> **Task A**: Does each of these statements agree with the passage on North Carolina's Union regiments below? For each, answer yes or no and quote the deciding words of the passage exactly. (i) North Carolina provided four black Union Army regiments. (ii) The first North Carolina Union Volunteer Infantry Regiment was established in the fall of 1862. (iii) Territory captured by North Carolina Union troops stayed under Union control until the war ended.

> **Document**:
As in almost all Southern states during the American Civil War, a number of units were raised to fight for the Union Army, from pro-Union citizens and former slaves. North Carolina provided four white Union Army regiments, and four black Union Army regiments. Approximately 10,000 white North Carolinians, and 5,000 black North Carolinians, joined Union Army units. Union soldiers from North Carolina included men who served in North Carolina Union regiments, men who left the state to join other Union regiments elsewhere, and Confederate Army deserters who later fought for the Union. The list of North Carolina Confederate Civil War units is shown separately.

The first North Carolina Union Volunteer Infantry Regiment was established in the spring of 1862, around the city of New Bern. North Carolina Union troops captured and raided cities and towns in western North Carolina, eastern Tennessee, and southwest Virginia, most notably during the Battle of Bull's Gap, Battle of Red Banks and Stoneman's 1864 and 1865 raid. The territory captured remained under Union control for the duration of the war.

> **Records to use**:

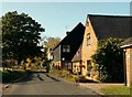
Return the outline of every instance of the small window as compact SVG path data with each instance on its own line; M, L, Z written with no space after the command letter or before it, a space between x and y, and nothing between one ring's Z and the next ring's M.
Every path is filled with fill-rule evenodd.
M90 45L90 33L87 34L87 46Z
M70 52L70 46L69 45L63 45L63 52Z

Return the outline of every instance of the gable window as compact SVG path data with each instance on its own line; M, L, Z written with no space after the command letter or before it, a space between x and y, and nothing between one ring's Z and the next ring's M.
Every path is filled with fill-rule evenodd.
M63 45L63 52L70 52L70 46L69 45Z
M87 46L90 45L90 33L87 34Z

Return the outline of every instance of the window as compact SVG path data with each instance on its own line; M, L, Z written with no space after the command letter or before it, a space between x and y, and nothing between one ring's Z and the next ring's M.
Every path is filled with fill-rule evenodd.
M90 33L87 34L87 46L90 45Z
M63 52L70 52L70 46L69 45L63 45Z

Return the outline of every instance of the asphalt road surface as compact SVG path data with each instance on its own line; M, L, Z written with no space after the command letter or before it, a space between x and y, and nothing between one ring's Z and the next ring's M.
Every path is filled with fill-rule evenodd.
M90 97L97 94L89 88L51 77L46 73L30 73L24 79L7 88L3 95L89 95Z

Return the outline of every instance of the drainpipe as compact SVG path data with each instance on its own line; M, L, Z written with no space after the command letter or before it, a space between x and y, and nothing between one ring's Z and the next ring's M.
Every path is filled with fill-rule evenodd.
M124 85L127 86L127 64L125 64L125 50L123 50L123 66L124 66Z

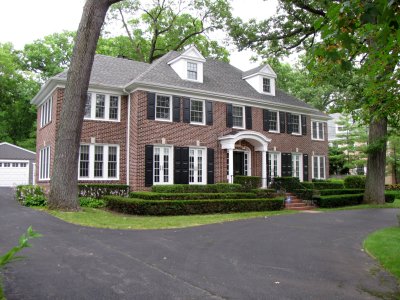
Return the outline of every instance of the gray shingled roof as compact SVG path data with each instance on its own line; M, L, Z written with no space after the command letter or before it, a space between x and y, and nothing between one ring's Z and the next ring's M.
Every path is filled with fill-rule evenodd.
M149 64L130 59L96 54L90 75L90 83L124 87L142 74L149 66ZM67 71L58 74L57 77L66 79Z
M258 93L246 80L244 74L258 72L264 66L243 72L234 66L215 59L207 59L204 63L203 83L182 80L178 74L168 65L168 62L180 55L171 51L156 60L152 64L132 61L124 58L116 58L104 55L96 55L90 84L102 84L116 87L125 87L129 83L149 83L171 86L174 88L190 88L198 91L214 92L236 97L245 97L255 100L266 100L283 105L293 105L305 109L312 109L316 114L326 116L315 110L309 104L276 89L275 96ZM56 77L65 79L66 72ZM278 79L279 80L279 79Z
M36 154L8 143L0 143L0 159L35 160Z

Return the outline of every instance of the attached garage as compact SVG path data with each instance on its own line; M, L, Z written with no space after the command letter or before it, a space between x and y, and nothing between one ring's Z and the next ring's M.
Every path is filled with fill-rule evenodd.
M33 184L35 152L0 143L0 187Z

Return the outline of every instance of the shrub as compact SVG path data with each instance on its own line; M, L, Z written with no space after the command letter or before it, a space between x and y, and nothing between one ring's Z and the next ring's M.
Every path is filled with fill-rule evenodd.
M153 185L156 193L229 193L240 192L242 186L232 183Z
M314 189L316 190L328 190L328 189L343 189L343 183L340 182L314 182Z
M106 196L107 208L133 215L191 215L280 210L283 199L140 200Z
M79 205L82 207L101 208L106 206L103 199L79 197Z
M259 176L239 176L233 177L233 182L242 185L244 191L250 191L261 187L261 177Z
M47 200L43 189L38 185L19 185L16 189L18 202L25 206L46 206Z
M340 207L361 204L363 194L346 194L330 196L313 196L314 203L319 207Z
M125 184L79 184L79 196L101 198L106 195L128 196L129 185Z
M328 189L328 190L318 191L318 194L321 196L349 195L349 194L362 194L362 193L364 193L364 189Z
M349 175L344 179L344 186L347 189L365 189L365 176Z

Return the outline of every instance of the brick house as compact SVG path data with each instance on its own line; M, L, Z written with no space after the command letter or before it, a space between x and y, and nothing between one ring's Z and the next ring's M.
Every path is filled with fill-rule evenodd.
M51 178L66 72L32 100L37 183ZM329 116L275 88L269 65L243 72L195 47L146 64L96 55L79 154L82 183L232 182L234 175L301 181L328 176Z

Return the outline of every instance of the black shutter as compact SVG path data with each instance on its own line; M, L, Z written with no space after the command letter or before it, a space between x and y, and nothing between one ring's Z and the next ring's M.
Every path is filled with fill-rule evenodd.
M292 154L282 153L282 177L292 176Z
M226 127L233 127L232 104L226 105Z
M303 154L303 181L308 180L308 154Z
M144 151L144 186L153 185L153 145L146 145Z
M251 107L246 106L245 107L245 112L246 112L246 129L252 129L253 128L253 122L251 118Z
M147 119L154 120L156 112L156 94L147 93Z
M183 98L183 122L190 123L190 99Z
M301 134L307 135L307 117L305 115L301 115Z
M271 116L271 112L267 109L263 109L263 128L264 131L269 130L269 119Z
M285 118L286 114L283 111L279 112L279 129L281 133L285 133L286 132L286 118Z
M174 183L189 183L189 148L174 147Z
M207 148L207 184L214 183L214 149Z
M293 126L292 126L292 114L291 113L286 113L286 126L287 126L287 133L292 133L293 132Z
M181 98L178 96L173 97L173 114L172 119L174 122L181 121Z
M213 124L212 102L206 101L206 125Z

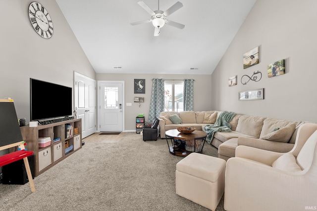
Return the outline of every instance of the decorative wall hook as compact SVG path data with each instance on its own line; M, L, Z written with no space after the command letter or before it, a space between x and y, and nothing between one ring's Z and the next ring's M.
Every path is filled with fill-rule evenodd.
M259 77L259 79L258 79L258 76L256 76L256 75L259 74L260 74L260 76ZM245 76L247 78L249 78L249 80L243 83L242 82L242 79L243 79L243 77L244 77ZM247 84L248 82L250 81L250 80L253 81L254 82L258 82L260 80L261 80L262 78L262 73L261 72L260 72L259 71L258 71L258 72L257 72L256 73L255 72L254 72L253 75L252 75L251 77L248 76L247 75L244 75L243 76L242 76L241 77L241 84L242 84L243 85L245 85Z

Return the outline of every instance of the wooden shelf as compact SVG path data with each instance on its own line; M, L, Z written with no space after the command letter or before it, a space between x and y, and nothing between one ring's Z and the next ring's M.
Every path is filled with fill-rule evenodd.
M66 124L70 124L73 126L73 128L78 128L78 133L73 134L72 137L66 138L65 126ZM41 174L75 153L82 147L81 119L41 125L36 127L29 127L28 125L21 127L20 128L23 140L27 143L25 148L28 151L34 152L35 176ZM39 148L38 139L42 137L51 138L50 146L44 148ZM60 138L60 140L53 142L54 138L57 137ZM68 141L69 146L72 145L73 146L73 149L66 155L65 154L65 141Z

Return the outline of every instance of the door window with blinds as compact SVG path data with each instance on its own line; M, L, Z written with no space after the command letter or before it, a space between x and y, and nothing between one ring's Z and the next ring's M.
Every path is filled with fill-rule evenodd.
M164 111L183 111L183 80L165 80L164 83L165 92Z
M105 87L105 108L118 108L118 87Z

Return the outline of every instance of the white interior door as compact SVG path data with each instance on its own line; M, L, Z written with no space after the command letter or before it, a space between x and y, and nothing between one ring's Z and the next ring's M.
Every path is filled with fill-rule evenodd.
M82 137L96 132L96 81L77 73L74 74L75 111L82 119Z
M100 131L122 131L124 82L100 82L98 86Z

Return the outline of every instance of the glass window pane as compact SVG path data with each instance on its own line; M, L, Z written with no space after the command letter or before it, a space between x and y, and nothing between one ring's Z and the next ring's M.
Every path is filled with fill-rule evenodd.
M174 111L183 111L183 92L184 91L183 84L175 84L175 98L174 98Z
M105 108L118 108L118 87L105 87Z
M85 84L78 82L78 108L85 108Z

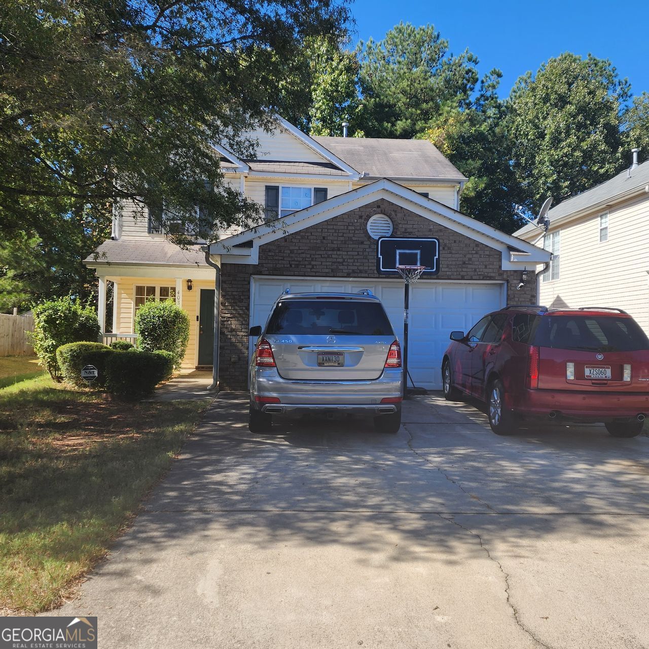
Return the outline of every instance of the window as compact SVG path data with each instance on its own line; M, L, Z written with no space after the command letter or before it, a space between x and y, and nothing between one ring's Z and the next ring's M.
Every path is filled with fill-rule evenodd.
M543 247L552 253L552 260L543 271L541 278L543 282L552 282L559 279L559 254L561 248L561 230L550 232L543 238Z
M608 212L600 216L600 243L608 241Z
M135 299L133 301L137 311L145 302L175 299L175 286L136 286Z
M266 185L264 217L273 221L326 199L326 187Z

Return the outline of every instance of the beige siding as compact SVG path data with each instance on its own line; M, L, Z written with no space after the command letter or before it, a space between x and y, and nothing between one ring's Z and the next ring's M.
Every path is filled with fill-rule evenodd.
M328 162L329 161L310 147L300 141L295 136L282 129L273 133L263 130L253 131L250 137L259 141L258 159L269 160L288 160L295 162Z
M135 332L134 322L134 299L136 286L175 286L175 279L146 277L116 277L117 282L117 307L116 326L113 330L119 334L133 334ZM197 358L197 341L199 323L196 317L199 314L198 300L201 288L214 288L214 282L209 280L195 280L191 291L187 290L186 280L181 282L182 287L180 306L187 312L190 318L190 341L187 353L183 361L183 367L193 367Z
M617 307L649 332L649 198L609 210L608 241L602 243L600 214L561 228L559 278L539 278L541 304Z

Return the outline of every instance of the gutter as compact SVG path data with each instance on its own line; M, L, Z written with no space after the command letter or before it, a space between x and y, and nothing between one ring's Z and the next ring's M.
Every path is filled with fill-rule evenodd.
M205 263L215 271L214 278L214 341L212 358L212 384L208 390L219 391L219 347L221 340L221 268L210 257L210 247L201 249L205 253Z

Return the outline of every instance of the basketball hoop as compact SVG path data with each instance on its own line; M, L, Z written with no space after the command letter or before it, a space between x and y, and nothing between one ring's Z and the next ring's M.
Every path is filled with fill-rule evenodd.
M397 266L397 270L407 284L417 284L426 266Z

...

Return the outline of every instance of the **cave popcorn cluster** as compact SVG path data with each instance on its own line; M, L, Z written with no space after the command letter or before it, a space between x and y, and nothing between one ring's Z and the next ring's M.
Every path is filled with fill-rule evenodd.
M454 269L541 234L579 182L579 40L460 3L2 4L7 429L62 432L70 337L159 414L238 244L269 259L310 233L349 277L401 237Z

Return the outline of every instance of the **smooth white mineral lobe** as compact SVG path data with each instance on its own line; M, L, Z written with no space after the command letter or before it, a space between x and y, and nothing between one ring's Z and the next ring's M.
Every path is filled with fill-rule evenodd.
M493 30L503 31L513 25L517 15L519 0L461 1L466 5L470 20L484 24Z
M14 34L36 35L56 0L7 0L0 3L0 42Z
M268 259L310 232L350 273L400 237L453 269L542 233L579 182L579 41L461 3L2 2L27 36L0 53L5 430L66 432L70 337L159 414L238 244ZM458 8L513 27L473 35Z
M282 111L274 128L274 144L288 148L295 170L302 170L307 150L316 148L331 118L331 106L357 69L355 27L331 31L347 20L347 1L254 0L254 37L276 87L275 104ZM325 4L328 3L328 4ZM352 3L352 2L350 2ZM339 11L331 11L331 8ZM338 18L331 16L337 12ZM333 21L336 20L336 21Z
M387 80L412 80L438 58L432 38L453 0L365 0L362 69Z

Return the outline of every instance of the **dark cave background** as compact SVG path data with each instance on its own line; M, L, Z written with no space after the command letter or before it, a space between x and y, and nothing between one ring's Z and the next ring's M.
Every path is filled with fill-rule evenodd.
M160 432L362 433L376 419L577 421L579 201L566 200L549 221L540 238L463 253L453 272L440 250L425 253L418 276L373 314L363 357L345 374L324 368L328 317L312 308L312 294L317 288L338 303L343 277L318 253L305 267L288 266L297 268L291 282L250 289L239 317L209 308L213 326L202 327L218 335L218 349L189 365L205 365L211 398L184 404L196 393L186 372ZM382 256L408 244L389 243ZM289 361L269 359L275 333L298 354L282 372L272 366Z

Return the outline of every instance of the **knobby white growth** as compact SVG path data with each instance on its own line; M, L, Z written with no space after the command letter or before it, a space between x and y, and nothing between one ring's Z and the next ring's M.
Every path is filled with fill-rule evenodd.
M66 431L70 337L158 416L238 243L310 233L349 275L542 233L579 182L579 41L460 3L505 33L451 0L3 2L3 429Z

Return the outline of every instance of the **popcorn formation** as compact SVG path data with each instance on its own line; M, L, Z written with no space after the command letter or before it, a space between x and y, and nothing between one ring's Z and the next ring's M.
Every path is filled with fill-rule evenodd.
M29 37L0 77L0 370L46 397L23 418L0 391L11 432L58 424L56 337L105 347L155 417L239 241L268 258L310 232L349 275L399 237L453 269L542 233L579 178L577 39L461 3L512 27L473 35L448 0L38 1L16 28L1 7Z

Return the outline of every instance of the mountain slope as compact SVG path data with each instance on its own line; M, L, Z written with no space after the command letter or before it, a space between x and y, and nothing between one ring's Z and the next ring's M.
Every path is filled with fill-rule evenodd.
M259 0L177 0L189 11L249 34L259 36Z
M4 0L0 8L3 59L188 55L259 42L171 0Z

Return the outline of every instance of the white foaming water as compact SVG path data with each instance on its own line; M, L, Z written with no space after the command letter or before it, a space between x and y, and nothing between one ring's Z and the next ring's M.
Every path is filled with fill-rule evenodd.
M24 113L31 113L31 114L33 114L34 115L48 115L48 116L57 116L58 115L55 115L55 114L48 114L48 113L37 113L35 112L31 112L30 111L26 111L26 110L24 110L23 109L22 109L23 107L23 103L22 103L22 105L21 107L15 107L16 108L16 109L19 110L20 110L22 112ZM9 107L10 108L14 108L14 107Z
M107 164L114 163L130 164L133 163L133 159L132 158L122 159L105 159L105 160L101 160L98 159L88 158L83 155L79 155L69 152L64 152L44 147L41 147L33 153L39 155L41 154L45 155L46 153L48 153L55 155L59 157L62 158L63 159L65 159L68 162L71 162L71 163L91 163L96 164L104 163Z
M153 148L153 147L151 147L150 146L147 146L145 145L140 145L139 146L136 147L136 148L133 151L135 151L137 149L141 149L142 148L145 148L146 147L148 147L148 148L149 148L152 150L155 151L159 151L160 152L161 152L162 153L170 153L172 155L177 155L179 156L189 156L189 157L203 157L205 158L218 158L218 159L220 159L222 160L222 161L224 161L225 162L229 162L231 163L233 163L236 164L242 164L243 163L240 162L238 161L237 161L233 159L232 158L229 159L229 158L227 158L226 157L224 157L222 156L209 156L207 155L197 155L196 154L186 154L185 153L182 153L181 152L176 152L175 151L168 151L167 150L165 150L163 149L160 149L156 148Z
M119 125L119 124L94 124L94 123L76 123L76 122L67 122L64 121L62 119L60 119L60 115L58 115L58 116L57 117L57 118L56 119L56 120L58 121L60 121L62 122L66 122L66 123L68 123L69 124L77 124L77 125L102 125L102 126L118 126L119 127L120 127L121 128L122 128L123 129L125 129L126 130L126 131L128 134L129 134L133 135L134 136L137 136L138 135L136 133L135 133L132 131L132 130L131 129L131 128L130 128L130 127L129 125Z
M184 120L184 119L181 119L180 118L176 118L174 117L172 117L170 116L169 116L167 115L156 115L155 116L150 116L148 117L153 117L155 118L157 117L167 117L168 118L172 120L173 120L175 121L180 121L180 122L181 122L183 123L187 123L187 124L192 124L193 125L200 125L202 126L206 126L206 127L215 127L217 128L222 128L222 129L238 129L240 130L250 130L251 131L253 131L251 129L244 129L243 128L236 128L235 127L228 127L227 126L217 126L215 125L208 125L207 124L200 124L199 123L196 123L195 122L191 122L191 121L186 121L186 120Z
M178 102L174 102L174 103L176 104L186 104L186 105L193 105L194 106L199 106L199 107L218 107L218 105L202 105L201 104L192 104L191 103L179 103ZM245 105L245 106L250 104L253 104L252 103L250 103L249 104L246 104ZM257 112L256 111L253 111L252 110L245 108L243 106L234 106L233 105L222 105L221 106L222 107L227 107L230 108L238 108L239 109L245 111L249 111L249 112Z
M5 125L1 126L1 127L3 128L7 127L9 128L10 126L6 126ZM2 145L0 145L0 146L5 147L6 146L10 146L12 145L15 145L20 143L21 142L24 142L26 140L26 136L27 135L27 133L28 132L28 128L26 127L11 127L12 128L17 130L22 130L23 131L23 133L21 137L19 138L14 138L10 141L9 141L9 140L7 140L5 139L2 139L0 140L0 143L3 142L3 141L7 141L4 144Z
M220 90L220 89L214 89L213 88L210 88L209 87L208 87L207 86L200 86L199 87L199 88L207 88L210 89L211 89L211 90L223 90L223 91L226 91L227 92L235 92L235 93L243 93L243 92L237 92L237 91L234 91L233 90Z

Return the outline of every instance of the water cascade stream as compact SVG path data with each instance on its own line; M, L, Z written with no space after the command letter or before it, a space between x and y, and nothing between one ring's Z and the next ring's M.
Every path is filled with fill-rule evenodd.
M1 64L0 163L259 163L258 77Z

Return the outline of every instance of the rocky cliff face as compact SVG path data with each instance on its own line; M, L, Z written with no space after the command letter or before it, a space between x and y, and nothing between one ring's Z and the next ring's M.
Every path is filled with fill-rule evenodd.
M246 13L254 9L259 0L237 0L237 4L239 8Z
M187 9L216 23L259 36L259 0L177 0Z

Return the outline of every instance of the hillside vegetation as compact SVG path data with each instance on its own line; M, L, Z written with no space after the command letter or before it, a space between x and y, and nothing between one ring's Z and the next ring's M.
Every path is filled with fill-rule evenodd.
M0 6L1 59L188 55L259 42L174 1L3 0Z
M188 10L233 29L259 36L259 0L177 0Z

> **Task B**: Transcribe the lines of the records above from the line containing "Return the outline of every instance of the **cave" through the line containing "M454 269L541 234L579", with both of those lines included.

> **Result A**:
(i) Yes: "North Carolina provided four white Union Army regiments, and four black Union Army regiments."
(ii) No: "was established in the spring of 1862"
(iii) Yes: "The territory captured remained under Union control for the duration of the war."

> **Result B**:
Return the outline of every instance of the **cave popcorn cluster** as compact SVG path data with each instance on its own line; M, L, Z written with no space after the command letter or before it, a space between x and y, and nothing between one ring's Z and the next ring's M.
Every path is filled with fill-rule evenodd.
M454 269L541 234L579 182L579 40L460 3L2 4L7 429L62 432L70 337L159 414L238 244L269 259L310 233L349 277L401 237Z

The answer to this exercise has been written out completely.